## Excerpted passage:
* * * * *

Believing in the Unbelievables


The following interview appeared in the January 2011 edition of the CTRWA newletter, connections, Since 2010, I’ve been a member of this amazing group of writers dedicated to “supporting the efforts of those seeking a professional career in romance writing by providing information, networking and education.”

Tell us about what you’re working on now.
After attending the Margie Lawson workshop in November, I’m revising my YA paranormal mystery, Reckonings, a time-travel murder mystery that forces a modern-day teenage girl into the body of a Victorian lady. Once I’ve used the tool and techniques she taught us, I plan to start querying again in January 2011. My work in progress, The Six Train to Wisconsin, is an adult commercial fiction novel about what a husband will do to save his suicidal telepath of a wife. The first draft is incomplete at 62,000 words, but on the back burner until I finish revising the YA novel.
I wrote an inspirational short story, The One-Legged Gingerbread Man, about my family’s first tree trimming after my grandfather died. I queried Woman’s World a few weeks ago.

What’s the next major step you need to take in your writing?
For Reckonings, querying agents is my focus when the revisions are complete. Right now, I have the full manuscript (pre-Margie Lawson seminar) out to three agents and am waiting to hear back. I’m also attending classes, workshops and conferences to improve my craft. CTRWA’s monthly meeting critique sessions are a great help too. For The Six Train to Wisconsin, I need to finish the rest of the first draft, let it breath for a month, and then put it through Margie’s rigorous editing process before I start querying it.

What’s the hardest part of the writing process for you?

* * * * *

## Given entries:

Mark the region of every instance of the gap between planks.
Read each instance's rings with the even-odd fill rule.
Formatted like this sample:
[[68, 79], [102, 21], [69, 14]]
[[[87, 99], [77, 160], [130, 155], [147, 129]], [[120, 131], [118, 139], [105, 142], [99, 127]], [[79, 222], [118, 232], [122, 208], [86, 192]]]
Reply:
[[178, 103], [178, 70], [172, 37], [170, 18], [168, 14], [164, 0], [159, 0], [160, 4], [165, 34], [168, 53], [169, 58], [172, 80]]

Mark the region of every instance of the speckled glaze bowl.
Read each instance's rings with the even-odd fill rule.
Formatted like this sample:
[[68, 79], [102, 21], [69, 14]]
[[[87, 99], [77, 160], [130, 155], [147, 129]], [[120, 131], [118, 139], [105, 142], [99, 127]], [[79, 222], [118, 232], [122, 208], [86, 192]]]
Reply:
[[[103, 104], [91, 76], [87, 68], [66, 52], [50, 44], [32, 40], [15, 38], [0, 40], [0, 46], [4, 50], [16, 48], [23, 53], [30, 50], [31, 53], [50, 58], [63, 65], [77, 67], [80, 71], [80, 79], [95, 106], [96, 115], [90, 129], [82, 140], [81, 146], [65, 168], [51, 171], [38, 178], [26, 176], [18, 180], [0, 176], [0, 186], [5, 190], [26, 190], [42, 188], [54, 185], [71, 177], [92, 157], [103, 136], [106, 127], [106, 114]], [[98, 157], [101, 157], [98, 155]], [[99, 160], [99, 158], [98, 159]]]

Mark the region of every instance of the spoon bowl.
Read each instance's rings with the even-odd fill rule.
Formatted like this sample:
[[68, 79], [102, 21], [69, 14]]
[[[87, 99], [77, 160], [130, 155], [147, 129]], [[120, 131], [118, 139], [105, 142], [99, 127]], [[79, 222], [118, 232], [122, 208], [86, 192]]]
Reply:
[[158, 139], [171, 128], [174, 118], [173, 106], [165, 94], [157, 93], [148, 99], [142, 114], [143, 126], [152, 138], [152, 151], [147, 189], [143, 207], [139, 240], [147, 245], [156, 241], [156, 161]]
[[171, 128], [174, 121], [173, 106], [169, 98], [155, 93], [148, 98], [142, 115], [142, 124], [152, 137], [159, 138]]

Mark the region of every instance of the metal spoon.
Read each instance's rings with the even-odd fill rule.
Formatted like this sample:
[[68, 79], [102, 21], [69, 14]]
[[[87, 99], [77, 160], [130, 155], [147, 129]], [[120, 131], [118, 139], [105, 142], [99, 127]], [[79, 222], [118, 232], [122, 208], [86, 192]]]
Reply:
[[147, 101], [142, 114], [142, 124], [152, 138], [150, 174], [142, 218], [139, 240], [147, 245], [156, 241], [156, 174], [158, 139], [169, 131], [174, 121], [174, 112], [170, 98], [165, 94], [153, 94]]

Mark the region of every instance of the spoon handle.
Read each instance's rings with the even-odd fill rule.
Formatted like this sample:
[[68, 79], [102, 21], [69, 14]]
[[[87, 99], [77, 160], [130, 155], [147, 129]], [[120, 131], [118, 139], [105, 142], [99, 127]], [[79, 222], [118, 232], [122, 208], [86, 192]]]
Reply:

* * * * *

## Task objective:
Reproduce the newsletter interview in full, word for word, from its title through its last line.

## Complete output:
Believing in the Unbelievables


The following interview appeared in the January 2011 edition of the CTRWA newletter, connections, Since 2010, I’ve been a member of this amazing group of writers dedicated to “supporting the efforts of those seeking a professional career in romance writing by providing information, networking and education.”

Tell us about what you’re working on now.
After attending the Margie Lawson workshop in November, I’m revising my YA paranormal mystery, Reckonings, a time-travel murder mystery that forces a modern-day teenage girl into the body of a Victorian lady. Once I’ve used the tool and techniques she taught us, I plan to start querying again in January 2011. My work in progress, The Six Train to Wisconsin, is an adult commercial fiction novel about what a husband will do to save his suicidal telepath of a wife. The first draft is incomplete at 62,000 words, but on the back burner until I finish revising the YA novel.
I wrote an inspirational short story, The One-Legged Gingerbread Man, about my family’s first tree trimming after my grandfather died. I queried Woman’s World a few weeks ago.

What’s the next major step you need to take in your writing?
For Reckonings, querying agents is my focus when the revisions are complete. Right now, I have the full manuscript (pre-Margie Lawson seminar) out to three agents and am waiting to hear back. I’m also attending classes, workshops and conferences to improve my craft. CTRWA’s monthly meeting critique sessions are a great help too. For The Six Train to Wisconsin, I need to finish the rest of the first draft, let it breath for a month, and then put it through Margie’s rigorous editing process before I start querying it.

What’s the hardest part of the writing process for you?